**EXERCISE:** In the excerpt on liquids and gas-phase pressure below, what causes the real total pressure to be somewhat smaller than the sum of the individual partial pressures when the gas phase becomes very dense?

**EXCERPT TO READ:**
┄┄┄┄┄┄
Axel's dilemma

Answer:

Background: Volatilization of a chemical from its own pure liquid to the gas phase is an ordinary partition process. The only thing that is special is, that the concentration of the chemicals in its own pure phase is always constant. That means that the mass and volume of the pure phase becomes larger or smaller by condensation or volatilization, respectively, but the concentration in the pure phase always stays constant. Thus there is only one equilibrium gas phase concentration of each chemical above its pure phase at a given temperature. The equilibrium between the pure phase and its gas phase is hence fully characterized by just reporting the gas phase concentration. If this equilibrium gas phase concentration is expressed as a partial pressure (see ideal gas law) then we call this the saturation vapour pressure of the respective compound.

For the answer of the above question it is helpful to distinguish two extreme situations: a) Liquids (i.e., pure condensed phases) that have only a very small tendency to partition into each other because they gain much more energy out of interacting with molecules of their own kind and b) liquids that mix completely because they gain similar interaction energies with other molecules as they do with molecules of their own kind.

In case a) molecules from each liquid would indeed partition into the gas phase as if they were alone in the system. Assuming ideal gas, the resulting total pressure in the gas phase would then indeed equal the sum of all individual saturation vapour pressures. This would be true no matter whether the liquids were present in 10 different flasks or whether they were all put into one flask where they would then still form 10 separate pure phases. However, if each of the 10 liquids has a vapour pressure of 50 000 Pa, then the gas phase would become so dense that there were no longer ideal gas phase conditions. Consequently, the real total pressure would be somewhat smaller than the sum of the individual partial pressures due to attractive interactions between the gas phase molecules. This case a) remains purely hypothetical though: there are no ten (organic) liquids with negligible tendencies to partition into each other.
┄┄┄┄┄┄
**RAW DATA:**

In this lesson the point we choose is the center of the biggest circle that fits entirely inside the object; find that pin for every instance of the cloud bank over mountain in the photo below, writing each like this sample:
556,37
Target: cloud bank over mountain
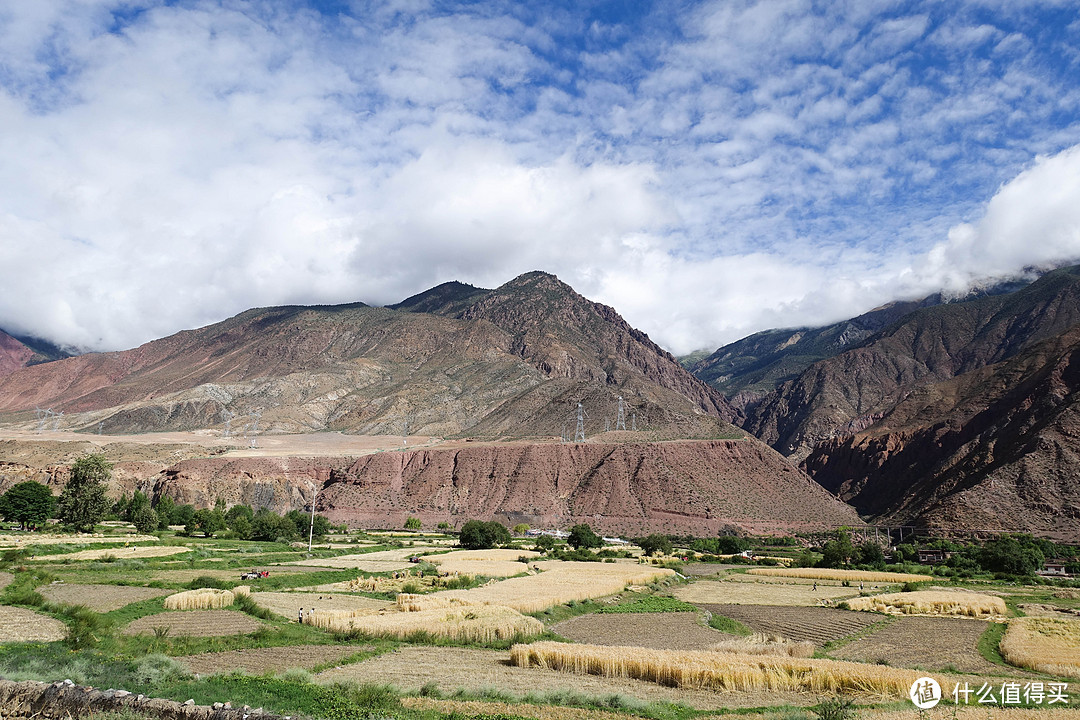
┄┄┄┄┄┄
**OUTPUT:** Attractive interactions between the gas phase molecules.